Task details |
Copy all of the material below word for word, keeping every line as it appears.

Provided records |
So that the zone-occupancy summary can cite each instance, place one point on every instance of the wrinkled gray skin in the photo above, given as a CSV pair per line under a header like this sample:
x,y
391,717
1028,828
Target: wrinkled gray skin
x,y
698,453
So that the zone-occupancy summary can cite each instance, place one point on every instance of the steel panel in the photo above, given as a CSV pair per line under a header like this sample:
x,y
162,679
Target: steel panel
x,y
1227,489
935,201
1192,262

Reply to the exercise |
So that the zone-occupancy summary can cite each instance, place one point on every instance of the wrinkled gray skin in the photo above, given as a CSV pair per line under a header like this sample:
x,y
391,717
1028,828
Target: wrinkled gray skin
x,y
698,453
So that the zone-occupancy summary can cite each instance, place one point on every instance of the steel panel in the photo above, given as a CSV pair per line under a header like this sample:
x,y
162,679
Target: steel panel
x,y
1227,489
935,201
1192,262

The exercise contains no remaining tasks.